*** SELECTED EXCERPT ***

It still shocks me to see how ancient cultures embarked on projects that would span generations since nowadays we can't seem to plan more than a few years for most things.

Guess this sort of thing is the one of the fruits of the sheer power of embedded autocracy/oligarchy/monarchy, compared to the short-termism of modern democracy, as any player of Civ 2 knows from experience.
posted by MetaMonkey at 4:51 PM on March 24, 2009


jokeefe: "Um.... slave labour?"

I am Spartacus.
posted by stbalbach at 7:29 PM on March 24, 2009


"The Romans also believed running water was healthier and safer than stagnant water in reservoirs. "

Actually true considering the wide spread use of lead in potable water systems. The less time the water spends in contact with the lead the less lead in any particular unit of water.
posted by Mitheral at 8:44 PM on March 24, 2009


Whoops, the article says Hadrian visited the project in 129 B.C., but they must mean A.D. since Hadrian was emperor from 117-138 A.D.

Colossal statue of the emperor Hadrian discovered
posted by homunculus at 9:31 PM on March 24, 2009


I refer you to Burro Schmidt Tunnel. This was ONE guy who built an 0.8 km tunnel with pickaxe and some explosives. Subtract explosives and add thousands of laborers, and a 94 km tunnel is certainly doable.
posted by crapmatic at 10:06 PM on March 24, 2009


Roman inverted siphons are also pretty cool.
posted by Rumple at 10:14 PM on March 24, 2009


(Related: Previously, previously.)
posted by hattifattener at 10:45 PM on March 24, 2009


I bet if the Huns had stayed put we'd be in a funkier place today. Amazing!
posted by The Salaryman at 6:49 AM on March 25, 2009


Neat article! (homunculus, I am totally gonna fall for your Goatse Surprise one of these days) Those Roman engineers were amazing, and the empire certainly thought in terms of the long run - 120 years to build a public utility out in the hinterlands? Sure, no problem. Assuming an engineer might have a 20 year career, that's 6 generations of engineers working on this, probably a lot more as people got transferred around to different posts in the empire. Amazing they could maintain continuity for that long.

*** End of SELECTED EXCERPT ***
*** DATA ***

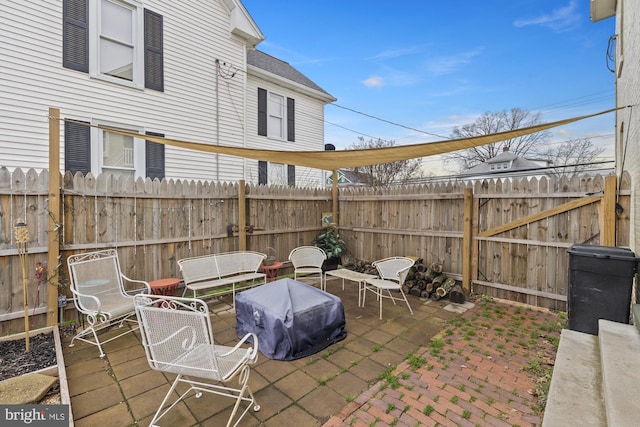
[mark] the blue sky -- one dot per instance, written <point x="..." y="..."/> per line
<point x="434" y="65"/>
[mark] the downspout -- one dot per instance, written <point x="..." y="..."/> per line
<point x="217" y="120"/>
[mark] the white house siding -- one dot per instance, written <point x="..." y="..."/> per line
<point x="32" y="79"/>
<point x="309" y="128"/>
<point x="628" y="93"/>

*** End of DATA ***
*** DATA ***

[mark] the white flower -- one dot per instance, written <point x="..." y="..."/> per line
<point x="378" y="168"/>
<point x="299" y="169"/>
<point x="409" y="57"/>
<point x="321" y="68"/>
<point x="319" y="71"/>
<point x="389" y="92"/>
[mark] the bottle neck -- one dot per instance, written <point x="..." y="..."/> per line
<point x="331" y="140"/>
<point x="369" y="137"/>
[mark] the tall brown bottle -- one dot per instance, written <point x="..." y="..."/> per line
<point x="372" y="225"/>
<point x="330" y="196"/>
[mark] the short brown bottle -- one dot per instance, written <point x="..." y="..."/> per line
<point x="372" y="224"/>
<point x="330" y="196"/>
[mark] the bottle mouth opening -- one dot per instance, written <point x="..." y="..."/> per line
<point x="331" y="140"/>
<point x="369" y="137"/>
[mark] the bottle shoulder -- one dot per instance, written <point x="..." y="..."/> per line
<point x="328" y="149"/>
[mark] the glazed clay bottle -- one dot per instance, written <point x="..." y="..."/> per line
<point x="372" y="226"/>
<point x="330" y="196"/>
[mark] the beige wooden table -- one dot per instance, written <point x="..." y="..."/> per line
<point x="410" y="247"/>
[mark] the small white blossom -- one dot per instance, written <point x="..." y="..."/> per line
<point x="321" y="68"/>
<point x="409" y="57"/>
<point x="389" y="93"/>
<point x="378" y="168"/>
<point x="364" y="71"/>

*** End of DATA ***
*** DATA ***

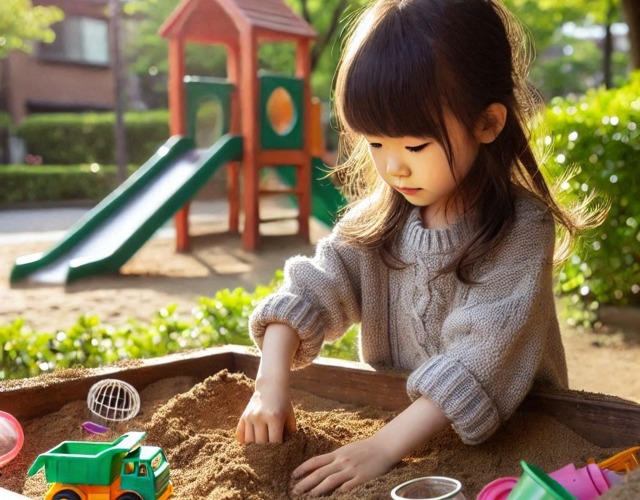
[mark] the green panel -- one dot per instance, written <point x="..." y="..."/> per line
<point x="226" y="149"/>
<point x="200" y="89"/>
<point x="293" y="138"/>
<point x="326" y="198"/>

*** End of DATA ***

ACTIVITY LIST
1. In the comment thread, what years does one commenter give for Hadrian's reign as emperor?
2. Please translate this sentence from the comment thread into Spanish: "Roman inverted siphons are also pretty cool."

OUTPUTS FOR THE TASKS
1. 117–138 A.D.

2. Los sifones invertidos romanos también son bastante geniales.